> **Text shown**:
=-=-=

Increasing meaningless of the war : Slanley Kubrick’s movie ”Full Metal Jacket” analysis
Increasing meaningless of the war Slanley Kubrick’s movie ”Full Metal Jacket” analysis |
Table of Contents
Section 1: Introduction
There were always a lot of different wars going on and even more war stories written down. These stories are usually very complicated and involve many characters, feelings and struggles. They show the war from different sides, describing the moments of intense battle as much as moments of soldiers’ soul torments. War stories mostly include different combats, a dramatic plot, sometimes a love line, and almost always an emotional finale. Some of these stories are quite positive and have happy endings; others try to show the real war. The director Stanley Kubrick also made a war story and named it “Full Metal Jacket”. This story turned out to be very unconventional and unusual, because it follows the mental development of the soldiers and their emotions rather than concentrating on the war itself. Kubrick’s movie observes the marines’ motivations, relationships between each other and their attitude to the war.
The motive for fighting is a very important part of any war story. People have very different reasons for a war, such as money, freedom, territory, power and so on. Mostly characters in war stories clearly define their goals in the battle, and the reasons for them to be there. They ask themselves why they fight, think about their life before they got where they are, and examine their feelings and motives for continuing, although “Full Metal Jacket” leaves motives of the soldiers uncertain. That brings the audience to the question: Are there any reasons for these soldiers to fight or the deaths of their friends were vain? Maybe the war was completely meaningless from very beginning?
Section 2: Background
The film “Full Metal Jacket” follows a Marine reporter nicknamed Joker through his initiation into Marine boot camp and his involvement in the Vietnam War which lasts from December 1956 up to 30 April 1975. Although the reasons for Vietnam War start appearing much earlier.
The situation becomes tense in the time when Indochina is still a French Colony. Different nationalistic groups come together with communist Ho Chi Minh to overthrow the French rule and become independent. So they start First Indochina war, and in 1954 France suffers a major military defeat. Signed in 1954 Geneva Accords ends French rule and United Nations divide Indochina into Laos, Cambodia, North Vietnam, which was ruled by communists, and democratic South Vietnam. Nationalists’ forces want to unify Vietnam under the communist government and start the war which is now known as a Vietnam War.
In the same time America tries to prevent the spread of communism through the world. They believed in domino theory which held that if a country goes communist the neighboring countries are likely to go communist also. So US feel that if they stop communism from taking South Vietnam it will also keep other countries from it. So they support South Vietnam in the war.
On the time period from 1965 until 1972 the Vietnam War keeps escalating. US send to the war about a half a million of their troops. America is very close to victory, but North Vietnamese army succeeds in breaking the will of the American People. Their military does not know what are they fighting for anymore and does not want to sacrifice their lives. And as the war goes on, the cost in blood seems to be extreme and worthless, so in 1972 US signs valueless peace agreement with North Vietnam which allows the retreating of American forces.

=-=-=

> **Data provided**:

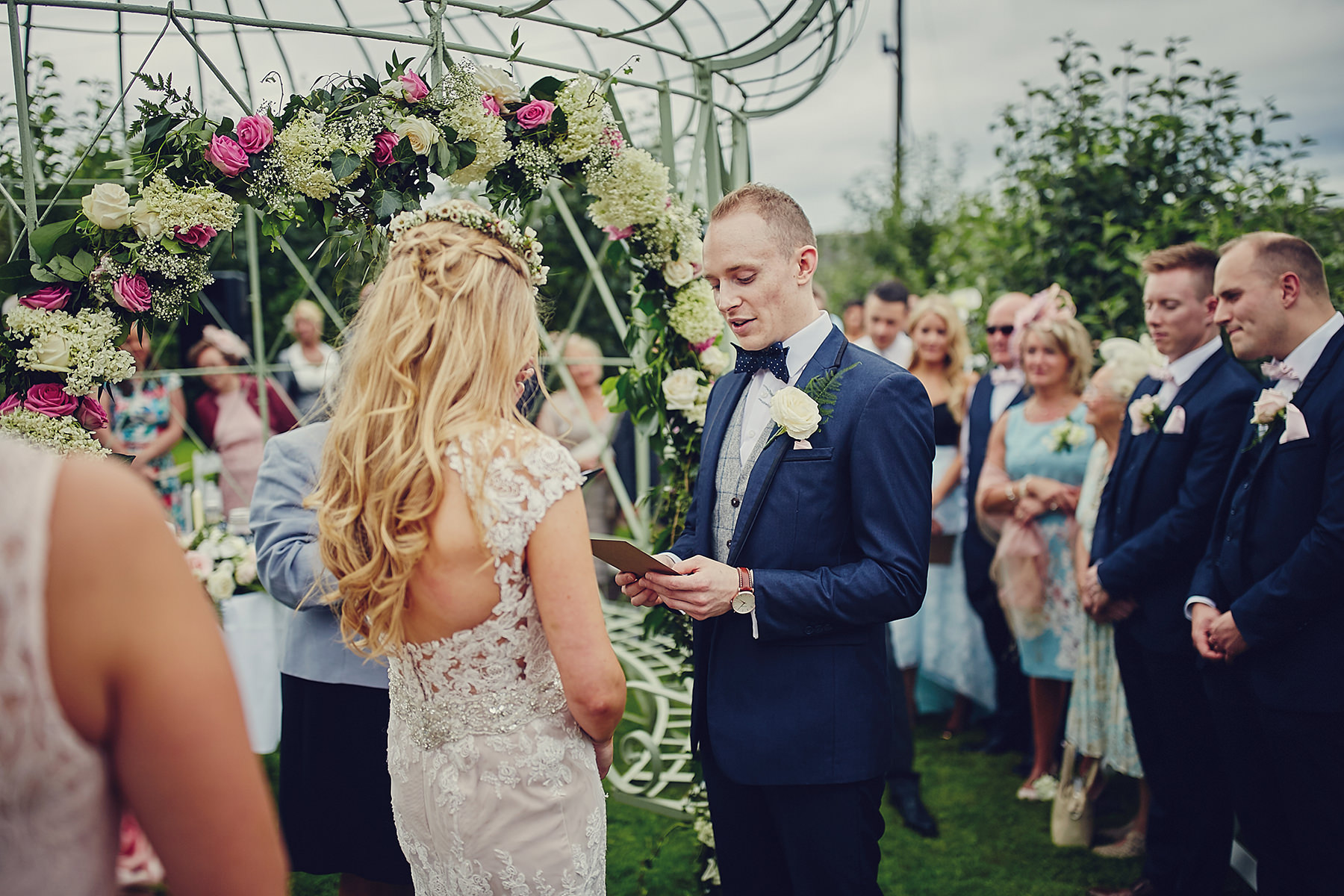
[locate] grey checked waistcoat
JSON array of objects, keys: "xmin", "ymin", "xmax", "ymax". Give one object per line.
[{"xmin": 714, "ymin": 385, "xmax": 778, "ymax": 563}]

=-=-=

> **Short task 1**:
Answer these from the Full Metal Jacket essay:
(a) What is the nickname of the Marine reporter the film follows?
(b) In what year did France suffer a major military defeat in the First Indochina war?
(c) About how many troops did the US send to the war?
> **Short task 2**: Translate this sentence from the Full Metal Jacket essay into Spanish: "The motive for fighting is a very important part of any war story."
The material that comes after the essay is separate from it.

> **Answer 1**:
(a) Joker
(b) 1954
(c) About half a million

> **Answer 2**: El motivo para luchar es una parte muy importante de cualquier historia de guerra.